◆ TRAVAIL À FAIRE
A. Répondez à ces questions d'après le texte fourni :
(i) Qu'a-t-on offert à ceux qui ont signé la paperasse ?
(ii) Combien de temps la salle de bal de Roger est-elle restée en activité ?
(iii) Dans quelle ville faut-il aller en RER pour trouver la Ferme du Bonheur ?
B. Recopiez mot pour mot le passage du texte fourni qui commence aux mots « Mais ils ont » et s'arrête après « putain d’exploit ! ».
━━━ TEXTE FOURNI ━━━
Mais ils ont bien tout regardé, tout bien inspecté, et ils n’ont pas moufté. Hilares, ils ont signé la paperasse et on leur a offert un coup à boire. Faut dire qu’ils étaient plus bourrés que nous, et ça c’était un putain d’exploit !
Donc, le Roger, il a pu ouvrir sa salle de bal dans les temps. Il a fait une inauguration de malade ! Un truc de fou, et elle a tenu le coup. Elle est même restée en activité plusieurs années, avant qu’il la démonte.
Aux dernières nouvelles, la Ferme du Bonheur existe encore, malgré les tentatives de la mairie pour récupérer le terrain. C’est un endroit magique, un lieu alternatif, décalé, dingue. Un endroit qui vaut le coup de prendre le RER, d’aller à Nanterre et de s’aventurer derrière l’université. Même pour un parisien.
━━━ DONNÉES FOURNIES ━━━
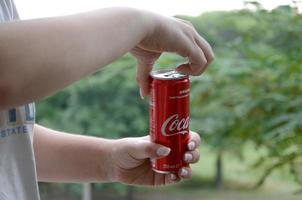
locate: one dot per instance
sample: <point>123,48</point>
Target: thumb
<point>145,149</point>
━━━
◆ RÉPONSES PAR CONSIGNE
A.
(i) Un coup à boire.
(ii) Plusieurs années.
(iii) À Nanterre.

B.
Mais ils ont bien tout regardé, tout bien inspecté, et ils n’ont pas moufté. Hilares, ils ont signé la paperasse et on leur a offert un coup à boire. Faut dire qu’ils étaient plus bourrés que nous, et ça c’était un putain d’exploit !